------ Material shown
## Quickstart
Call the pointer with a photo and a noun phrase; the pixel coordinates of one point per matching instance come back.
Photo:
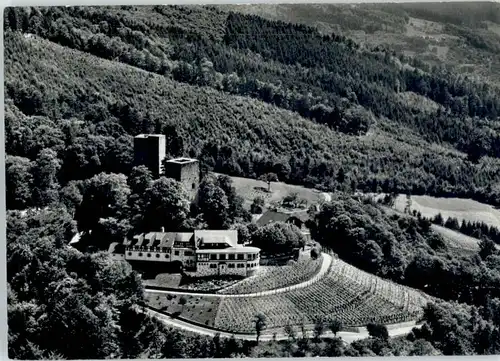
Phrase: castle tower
(185, 171)
(150, 151)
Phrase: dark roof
(158, 239)
(116, 248)
(276, 216)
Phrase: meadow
(462, 209)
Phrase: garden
(192, 308)
(273, 277)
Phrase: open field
(273, 277)
(462, 209)
(252, 188)
(345, 293)
(197, 309)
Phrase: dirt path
(346, 336)
(327, 261)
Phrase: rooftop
(282, 216)
(230, 250)
(182, 160)
(223, 236)
(149, 136)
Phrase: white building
(206, 252)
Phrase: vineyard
(273, 277)
(345, 293)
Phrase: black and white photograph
(252, 180)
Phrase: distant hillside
(462, 35)
(317, 110)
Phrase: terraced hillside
(273, 277)
(346, 293)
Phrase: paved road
(346, 336)
(327, 261)
(328, 197)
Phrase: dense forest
(316, 110)
(347, 105)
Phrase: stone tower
(186, 171)
(150, 151)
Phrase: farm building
(205, 252)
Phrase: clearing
(249, 189)
(462, 209)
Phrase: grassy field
(462, 209)
(198, 309)
(249, 189)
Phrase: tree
(214, 205)
(268, 178)
(45, 173)
(278, 237)
(71, 195)
(166, 204)
(260, 324)
(257, 205)
(487, 248)
(235, 202)
(182, 302)
(103, 211)
(335, 326)
(18, 182)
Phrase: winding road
(280, 335)
(327, 261)
(268, 335)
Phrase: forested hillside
(246, 96)
(315, 109)
(463, 36)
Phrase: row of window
(176, 253)
(224, 257)
(163, 250)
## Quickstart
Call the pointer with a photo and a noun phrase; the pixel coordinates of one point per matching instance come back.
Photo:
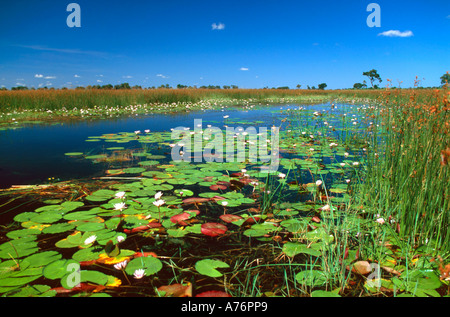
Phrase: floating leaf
(111, 249)
(213, 229)
(213, 294)
(229, 218)
(176, 290)
(208, 267)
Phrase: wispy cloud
(218, 26)
(396, 33)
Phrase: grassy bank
(57, 105)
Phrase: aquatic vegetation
(333, 220)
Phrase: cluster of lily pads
(109, 238)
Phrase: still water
(33, 154)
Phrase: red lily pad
(179, 219)
(195, 200)
(217, 187)
(150, 225)
(213, 229)
(145, 254)
(228, 218)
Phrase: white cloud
(396, 33)
(219, 26)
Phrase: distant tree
(445, 78)
(322, 86)
(122, 86)
(373, 76)
(19, 88)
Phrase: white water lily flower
(159, 203)
(120, 206)
(90, 240)
(138, 274)
(120, 195)
(121, 265)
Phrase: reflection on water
(32, 155)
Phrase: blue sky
(252, 44)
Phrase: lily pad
(208, 267)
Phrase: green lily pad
(208, 267)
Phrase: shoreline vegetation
(36, 105)
(375, 221)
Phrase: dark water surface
(33, 154)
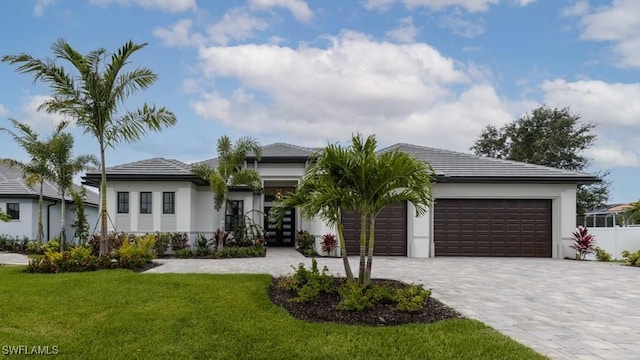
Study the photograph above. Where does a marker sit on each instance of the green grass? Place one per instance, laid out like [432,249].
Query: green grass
[118,314]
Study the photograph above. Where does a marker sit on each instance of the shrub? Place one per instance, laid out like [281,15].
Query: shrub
[308,283]
[137,253]
[162,243]
[602,255]
[184,253]
[584,243]
[412,298]
[630,258]
[305,242]
[179,241]
[329,243]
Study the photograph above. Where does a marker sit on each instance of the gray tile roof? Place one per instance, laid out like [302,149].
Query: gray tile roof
[12,183]
[451,164]
[153,166]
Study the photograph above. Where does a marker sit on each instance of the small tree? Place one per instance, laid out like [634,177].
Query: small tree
[583,243]
[80,225]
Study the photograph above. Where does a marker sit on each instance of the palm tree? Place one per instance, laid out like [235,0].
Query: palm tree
[37,169]
[64,167]
[323,192]
[92,97]
[229,171]
[358,178]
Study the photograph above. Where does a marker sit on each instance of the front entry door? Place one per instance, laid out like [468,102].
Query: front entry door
[284,235]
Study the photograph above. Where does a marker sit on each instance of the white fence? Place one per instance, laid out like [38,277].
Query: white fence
[616,239]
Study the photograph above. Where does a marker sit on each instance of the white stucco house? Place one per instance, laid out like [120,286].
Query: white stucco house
[20,201]
[484,206]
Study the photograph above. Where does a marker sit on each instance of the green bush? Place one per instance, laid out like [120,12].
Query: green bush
[308,283]
[412,298]
[162,243]
[602,255]
[630,258]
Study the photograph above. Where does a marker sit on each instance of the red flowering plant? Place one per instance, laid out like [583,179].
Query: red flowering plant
[583,243]
[329,243]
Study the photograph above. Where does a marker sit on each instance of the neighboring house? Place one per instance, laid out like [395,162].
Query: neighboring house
[484,206]
[20,201]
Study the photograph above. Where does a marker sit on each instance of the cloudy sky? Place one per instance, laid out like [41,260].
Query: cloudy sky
[429,72]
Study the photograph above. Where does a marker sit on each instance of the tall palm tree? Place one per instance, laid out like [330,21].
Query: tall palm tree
[64,167]
[323,192]
[37,169]
[229,172]
[92,96]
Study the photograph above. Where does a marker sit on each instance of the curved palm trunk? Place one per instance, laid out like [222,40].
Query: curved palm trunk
[103,205]
[40,235]
[343,252]
[363,249]
[63,236]
[372,225]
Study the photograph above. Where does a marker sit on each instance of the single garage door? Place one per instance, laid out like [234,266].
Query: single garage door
[390,231]
[492,227]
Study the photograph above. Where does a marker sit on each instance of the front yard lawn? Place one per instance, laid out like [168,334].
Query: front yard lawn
[119,314]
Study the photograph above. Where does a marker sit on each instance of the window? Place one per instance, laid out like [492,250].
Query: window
[233,214]
[168,203]
[123,202]
[13,210]
[145,203]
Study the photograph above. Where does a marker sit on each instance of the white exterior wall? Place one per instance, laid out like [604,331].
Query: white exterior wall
[563,210]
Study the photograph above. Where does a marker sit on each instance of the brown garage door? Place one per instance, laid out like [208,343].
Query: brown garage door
[483,227]
[390,232]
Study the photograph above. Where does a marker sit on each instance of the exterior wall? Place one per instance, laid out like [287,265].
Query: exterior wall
[180,221]
[563,210]
[27,225]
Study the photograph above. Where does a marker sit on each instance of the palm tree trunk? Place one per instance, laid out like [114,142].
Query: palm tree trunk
[63,236]
[363,248]
[372,225]
[343,252]
[40,235]
[103,204]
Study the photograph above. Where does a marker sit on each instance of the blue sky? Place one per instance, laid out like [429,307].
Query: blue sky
[429,72]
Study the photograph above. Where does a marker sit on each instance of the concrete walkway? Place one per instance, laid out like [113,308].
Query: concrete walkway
[563,309]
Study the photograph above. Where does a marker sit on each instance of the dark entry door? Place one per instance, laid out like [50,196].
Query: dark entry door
[284,235]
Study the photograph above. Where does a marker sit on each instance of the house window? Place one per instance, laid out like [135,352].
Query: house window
[145,203]
[123,202]
[233,214]
[168,203]
[13,210]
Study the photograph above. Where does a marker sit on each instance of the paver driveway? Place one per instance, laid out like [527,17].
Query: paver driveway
[563,309]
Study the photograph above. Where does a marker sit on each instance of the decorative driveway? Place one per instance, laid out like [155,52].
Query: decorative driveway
[561,308]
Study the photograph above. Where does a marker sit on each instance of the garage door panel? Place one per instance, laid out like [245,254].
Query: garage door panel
[390,231]
[492,227]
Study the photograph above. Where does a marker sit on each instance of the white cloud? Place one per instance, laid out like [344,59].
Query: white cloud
[406,32]
[461,26]
[40,5]
[298,8]
[173,6]
[179,34]
[618,24]
[311,94]
[235,25]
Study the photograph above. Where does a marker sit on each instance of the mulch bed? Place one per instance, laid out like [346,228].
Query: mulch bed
[323,309]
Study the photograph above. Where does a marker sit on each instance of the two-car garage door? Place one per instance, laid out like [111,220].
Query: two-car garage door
[466,227]
[492,227]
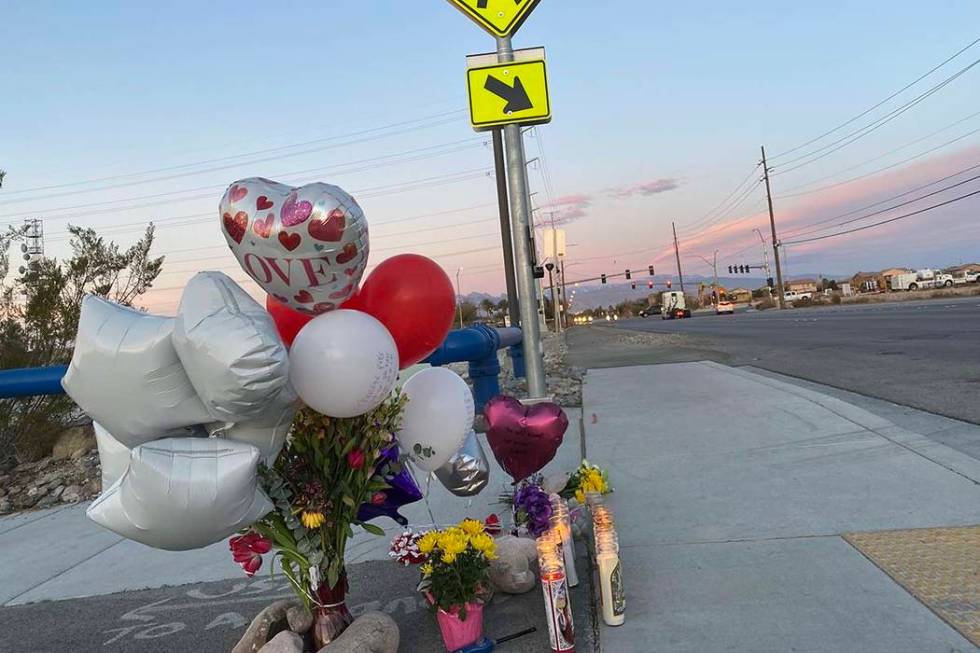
------------
Task statement: Find the line with "Phrase: blue sky" in the entries above. Set down exactly every line from it up to and including the line with "out like [120,286].", images excluded.

Your solution:
Phrase: blue sky
(252, 44)
Phrase: lily pad
(208, 267)
Phrase: green lily pad
(208, 267)
Phrase: shoreline vegetation
(36, 105)
(375, 221)
Phrase: dark water surface
(33, 154)
Study the photograph above. Where does a marker sit on each instance of the green grass? Place one per instance, laid out like [432,249].
Query: green grass
[118,314]
Study the photograph above. Where does a marker sit on each instance of the shrub? Place one per instance, laid out like [281,15].
Query: shrub
[308,283]
[137,253]
[162,243]
[602,255]
[184,253]
[584,243]
[412,298]
[630,258]
[305,242]
[179,241]
[329,243]
Study the photograph above. Where does a marker sit on each instance of the gray tile roof? Place one per instance, laid out like [302,149].
Query: gray tile roof
[12,183]
[451,164]
[153,166]
Study the photograph above. Where does a marker sit on each instance of the small tree? Place one per instance, laid out like [634,177].
Query: small tree
[583,243]
[80,225]
Study the photograph above. Where does a marker sit on each instance of the palm tree? Place one per instance, laid out like [235,0].
Query: palm tree
[37,169]
[64,167]
[323,192]
[92,97]
[229,171]
[358,178]
Study the photograph above. Where does a marker sit on each instance of the front entry door? Place one per instance, laid out like [468,102].
Query: front entry door
[284,235]
Study the photograph above. Where does a marker sit on each instance of the white fence? Place one per instance, laid out like [38,277].
Query: white fence
[616,239]
Study the photograph above. Where does a marker sit on each instance of the white stucco house? Place one per instance, laid out like [120,286].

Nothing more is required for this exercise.